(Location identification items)
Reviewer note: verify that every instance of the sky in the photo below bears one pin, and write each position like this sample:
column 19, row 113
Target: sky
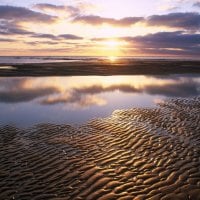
column 111, row 28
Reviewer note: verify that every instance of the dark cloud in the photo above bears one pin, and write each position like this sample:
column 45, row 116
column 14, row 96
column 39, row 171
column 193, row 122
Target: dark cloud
column 56, row 8
column 46, row 36
column 57, row 37
column 189, row 21
column 97, row 20
column 197, row 4
column 11, row 28
column 162, row 43
column 70, row 37
column 20, row 14
column 167, row 40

- _Aim_:
Can you repeat word for word the lines starting at the one that contains "Reviewer note: verify that every instance of the dark" and ending at the last line, both included?

- _Exercise output_:
Reviewer note: verify that every instance of the dark cloud in the photo above bears one pin, and write each position like this sample:
column 45, row 116
column 14, row 96
column 39, row 171
column 193, row 122
Target: dark cloud
column 56, row 8
column 46, row 36
column 57, row 37
column 189, row 21
column 97, row 20
column 197, row 4
column 11, row 28
column 162, row 43
column 70, row 37
column 20, row 14
column 167, row 40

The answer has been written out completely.